» **Exercise objective**
List each line of the material below that contains the word "background", copying every such line in full.

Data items
....
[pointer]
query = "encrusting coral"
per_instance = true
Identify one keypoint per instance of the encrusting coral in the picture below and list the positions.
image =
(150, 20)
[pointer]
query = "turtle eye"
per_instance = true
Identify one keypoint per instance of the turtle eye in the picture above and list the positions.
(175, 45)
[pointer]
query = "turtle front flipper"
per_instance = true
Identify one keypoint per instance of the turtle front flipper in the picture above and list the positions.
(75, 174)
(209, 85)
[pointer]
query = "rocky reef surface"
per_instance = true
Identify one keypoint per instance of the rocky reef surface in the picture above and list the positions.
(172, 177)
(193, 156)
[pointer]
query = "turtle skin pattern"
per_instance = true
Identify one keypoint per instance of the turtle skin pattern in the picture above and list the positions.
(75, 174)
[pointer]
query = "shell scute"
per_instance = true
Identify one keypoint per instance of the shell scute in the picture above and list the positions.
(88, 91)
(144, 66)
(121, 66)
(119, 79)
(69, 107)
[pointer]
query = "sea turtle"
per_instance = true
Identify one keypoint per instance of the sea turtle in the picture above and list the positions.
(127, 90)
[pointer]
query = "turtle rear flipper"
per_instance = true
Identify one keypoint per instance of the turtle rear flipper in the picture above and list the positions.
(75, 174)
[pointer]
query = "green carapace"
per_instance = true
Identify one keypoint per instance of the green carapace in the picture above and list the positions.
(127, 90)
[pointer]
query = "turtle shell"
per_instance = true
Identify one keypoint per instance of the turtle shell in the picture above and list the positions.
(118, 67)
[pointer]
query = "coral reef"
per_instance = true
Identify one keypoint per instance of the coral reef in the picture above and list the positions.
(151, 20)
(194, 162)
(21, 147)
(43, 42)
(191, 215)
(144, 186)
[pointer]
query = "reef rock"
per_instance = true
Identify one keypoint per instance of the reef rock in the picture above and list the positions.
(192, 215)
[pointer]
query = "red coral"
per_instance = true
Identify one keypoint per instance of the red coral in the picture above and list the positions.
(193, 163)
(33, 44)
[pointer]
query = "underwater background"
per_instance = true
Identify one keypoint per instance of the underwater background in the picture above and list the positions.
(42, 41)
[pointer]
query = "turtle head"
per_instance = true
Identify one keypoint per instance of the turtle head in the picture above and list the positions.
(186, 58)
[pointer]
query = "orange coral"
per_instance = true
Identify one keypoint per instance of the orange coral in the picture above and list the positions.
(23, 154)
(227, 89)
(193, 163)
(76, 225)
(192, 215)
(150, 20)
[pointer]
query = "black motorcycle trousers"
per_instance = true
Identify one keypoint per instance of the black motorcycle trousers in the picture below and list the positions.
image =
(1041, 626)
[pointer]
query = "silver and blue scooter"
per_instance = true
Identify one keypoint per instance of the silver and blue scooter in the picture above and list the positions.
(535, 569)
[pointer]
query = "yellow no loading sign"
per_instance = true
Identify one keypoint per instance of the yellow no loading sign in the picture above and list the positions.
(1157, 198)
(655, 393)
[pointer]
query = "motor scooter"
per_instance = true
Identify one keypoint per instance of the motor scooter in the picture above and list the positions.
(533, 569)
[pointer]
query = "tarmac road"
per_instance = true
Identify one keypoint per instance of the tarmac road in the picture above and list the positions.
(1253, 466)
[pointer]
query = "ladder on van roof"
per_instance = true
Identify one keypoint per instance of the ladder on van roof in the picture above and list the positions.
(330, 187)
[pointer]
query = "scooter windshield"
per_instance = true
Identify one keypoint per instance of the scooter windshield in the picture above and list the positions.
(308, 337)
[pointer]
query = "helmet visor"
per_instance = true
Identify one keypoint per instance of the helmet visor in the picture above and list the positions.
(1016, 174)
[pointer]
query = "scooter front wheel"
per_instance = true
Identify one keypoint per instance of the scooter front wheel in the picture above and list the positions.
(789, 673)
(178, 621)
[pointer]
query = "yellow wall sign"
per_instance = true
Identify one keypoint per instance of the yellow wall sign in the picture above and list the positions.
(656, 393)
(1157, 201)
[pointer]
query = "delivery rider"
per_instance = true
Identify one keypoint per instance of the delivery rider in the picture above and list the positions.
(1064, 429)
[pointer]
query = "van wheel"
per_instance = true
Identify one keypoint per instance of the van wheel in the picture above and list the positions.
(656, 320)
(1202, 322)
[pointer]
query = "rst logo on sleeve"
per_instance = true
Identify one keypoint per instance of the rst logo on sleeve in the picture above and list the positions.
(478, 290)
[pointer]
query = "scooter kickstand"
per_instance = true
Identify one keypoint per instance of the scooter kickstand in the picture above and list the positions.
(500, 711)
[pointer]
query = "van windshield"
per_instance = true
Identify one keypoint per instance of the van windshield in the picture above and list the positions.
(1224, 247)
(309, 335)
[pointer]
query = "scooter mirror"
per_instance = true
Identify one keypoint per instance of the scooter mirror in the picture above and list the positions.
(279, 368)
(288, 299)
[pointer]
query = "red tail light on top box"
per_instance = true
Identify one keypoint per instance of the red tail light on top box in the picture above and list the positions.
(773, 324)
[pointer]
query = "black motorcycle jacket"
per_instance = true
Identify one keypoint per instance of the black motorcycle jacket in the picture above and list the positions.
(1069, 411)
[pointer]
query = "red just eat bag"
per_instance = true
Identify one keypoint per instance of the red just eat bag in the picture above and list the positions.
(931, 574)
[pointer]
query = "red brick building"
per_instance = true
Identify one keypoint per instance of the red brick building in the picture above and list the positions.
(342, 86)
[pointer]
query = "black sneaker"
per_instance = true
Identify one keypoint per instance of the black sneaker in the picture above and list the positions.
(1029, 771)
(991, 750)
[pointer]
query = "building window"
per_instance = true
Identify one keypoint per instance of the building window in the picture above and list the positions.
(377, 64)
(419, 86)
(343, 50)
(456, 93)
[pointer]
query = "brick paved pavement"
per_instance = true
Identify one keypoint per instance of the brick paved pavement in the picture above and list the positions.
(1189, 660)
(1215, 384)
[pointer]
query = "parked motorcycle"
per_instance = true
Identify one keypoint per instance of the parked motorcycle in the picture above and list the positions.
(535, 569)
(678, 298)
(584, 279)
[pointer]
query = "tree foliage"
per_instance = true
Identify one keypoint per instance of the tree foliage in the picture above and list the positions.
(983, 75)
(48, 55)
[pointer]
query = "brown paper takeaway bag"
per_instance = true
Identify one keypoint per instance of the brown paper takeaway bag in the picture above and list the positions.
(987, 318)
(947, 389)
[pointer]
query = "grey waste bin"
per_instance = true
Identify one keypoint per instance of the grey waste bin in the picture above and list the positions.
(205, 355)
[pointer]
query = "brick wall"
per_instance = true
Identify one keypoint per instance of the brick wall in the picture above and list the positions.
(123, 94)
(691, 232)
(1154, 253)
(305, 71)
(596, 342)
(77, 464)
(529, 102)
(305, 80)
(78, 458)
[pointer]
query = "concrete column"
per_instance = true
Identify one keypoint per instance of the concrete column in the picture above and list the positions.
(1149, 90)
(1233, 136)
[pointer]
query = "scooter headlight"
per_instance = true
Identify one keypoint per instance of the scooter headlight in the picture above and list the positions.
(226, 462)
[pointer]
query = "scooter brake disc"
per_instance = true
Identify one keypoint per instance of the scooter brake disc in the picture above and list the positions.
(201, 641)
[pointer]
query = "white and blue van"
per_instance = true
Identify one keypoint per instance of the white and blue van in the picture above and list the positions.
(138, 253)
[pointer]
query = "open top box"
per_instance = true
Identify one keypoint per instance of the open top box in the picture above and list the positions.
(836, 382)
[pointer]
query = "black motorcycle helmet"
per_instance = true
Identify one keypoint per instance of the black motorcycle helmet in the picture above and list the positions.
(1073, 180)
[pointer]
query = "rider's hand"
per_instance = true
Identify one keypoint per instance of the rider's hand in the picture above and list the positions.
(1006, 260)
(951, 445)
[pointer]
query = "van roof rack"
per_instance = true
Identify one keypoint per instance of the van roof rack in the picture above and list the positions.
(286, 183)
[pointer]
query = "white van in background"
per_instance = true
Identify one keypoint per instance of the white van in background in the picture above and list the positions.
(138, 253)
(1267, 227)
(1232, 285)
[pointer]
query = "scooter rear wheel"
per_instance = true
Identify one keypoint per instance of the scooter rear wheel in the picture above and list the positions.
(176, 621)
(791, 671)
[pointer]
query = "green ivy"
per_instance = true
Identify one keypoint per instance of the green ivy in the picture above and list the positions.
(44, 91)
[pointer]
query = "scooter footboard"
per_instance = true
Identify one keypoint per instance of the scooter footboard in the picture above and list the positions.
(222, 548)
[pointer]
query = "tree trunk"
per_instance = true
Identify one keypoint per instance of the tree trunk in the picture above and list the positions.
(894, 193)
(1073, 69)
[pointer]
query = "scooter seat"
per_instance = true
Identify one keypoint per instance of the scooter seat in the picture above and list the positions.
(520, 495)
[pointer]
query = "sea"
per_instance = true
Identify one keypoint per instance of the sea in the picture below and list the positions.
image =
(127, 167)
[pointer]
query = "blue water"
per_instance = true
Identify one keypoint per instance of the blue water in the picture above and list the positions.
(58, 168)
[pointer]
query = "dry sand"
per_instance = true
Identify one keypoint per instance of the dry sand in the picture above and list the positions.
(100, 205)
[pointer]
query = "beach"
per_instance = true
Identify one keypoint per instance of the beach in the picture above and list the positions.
....
» **Finished answer**
query = "underwater background"
Identify one keypoint per instance of the underwater background in the picture above and list the positions.
query = "white van in background"
Identify one keypoint per instance of the white van in background in the picture above and list the positions.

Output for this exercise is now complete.